* Begin Selected text *

U.S. Energy Information Administration - EIA - Independent Statistics and Analysis
Residential Energy Consumption Survey (RECS)
- Does EIA have official EIA energy consumption statistics for counties, cities and ZIP codes?
- What is the basis for EIA’s statistics on household energy consumption and expenditures?
- Where can I find more information about the statistical models used to estimate how energy is used within U.S. homes?
- Why doesn't the average household consumption by fuel add up to the average consumption for all fuels?
- I found a table that's useful, but it's not tabulated the way I need it. Can EIA provide custom tabulations for me?
- Why do some RECS consumption statistics differ from data in other EIA data products and DOE reports, such as the Annual Energy Review (AER) and Annual Energy Outlook (AEO)?

* End Selected text *

__Stated problem A__
Filter the listing down to every line that contains the string "walking", and copy those lines.
The survey page and the listing that follows it have nothing to do with each other.

* Begin Dataset *

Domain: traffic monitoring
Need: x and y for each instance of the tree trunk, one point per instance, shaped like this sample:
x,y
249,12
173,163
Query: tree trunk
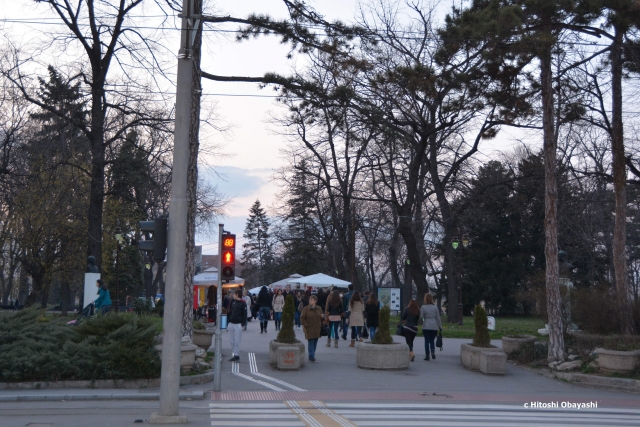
x,y
619,190
192,185
554,312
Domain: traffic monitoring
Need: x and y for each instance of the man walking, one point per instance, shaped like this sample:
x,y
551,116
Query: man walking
x,y
347,313
237,320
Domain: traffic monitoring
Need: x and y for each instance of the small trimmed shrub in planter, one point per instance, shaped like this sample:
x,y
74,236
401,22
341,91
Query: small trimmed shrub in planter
x,y
481,336
383,335
382,352
287,336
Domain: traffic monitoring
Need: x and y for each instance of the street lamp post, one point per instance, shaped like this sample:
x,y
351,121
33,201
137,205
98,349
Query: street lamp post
x,y
119,241
465,244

* End Dataset *

__Stated problem B__
Decide whether each statement agrees with the survey page, answering yes or no and quoting the deciding words. (i) The survey page mentions the Annual Energy Review. (ii) The survey page states that EIA provides official energy consumption statistics for ZIP codes. (iii) The survey page raises the point that average household consumption by fuel doesn't add up to the average consumption for all fuels.

__Right answer A__
Need: x and y for each instance of the man walking, one point per instance, shaped like this sample:
Query: man walking

__Right answer B__
(i) Yes: "such as the Annual Energy Review (AER) and Annual Energy Outlook (AEO)"
(ii) No: "Does EIA have official EIA energy consumption statistics for counties, cities and ZIP codes?"
(iii) Yes: "Why doesn't the average household consumption by fuel add up to the average consumption for all fuels?"